* [Excerpts of pointing data]
──────────

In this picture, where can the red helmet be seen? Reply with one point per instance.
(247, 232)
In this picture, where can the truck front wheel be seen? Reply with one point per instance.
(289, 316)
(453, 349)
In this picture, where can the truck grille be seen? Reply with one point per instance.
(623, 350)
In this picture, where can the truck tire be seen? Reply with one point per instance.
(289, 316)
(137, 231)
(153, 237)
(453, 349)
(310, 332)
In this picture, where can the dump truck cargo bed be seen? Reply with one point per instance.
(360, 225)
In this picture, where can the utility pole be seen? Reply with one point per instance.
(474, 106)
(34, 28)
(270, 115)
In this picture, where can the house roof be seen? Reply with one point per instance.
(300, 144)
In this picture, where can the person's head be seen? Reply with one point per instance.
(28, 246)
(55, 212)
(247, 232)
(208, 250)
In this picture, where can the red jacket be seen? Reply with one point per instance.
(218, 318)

──────────

* [Do this] Please copy the data above word for word, starting at the line that contains "In this picture, where can the person's" and continuing through the final line of the data.

* [Result for this task]
In this picture, where can the person's head be seen? Reply with one point per instance.
(28, 246)
(55, 212)
(247, 232)
(208, 250)
In this picture, where can the red jacket be seen? Reply with one point per instance.
(218, 318)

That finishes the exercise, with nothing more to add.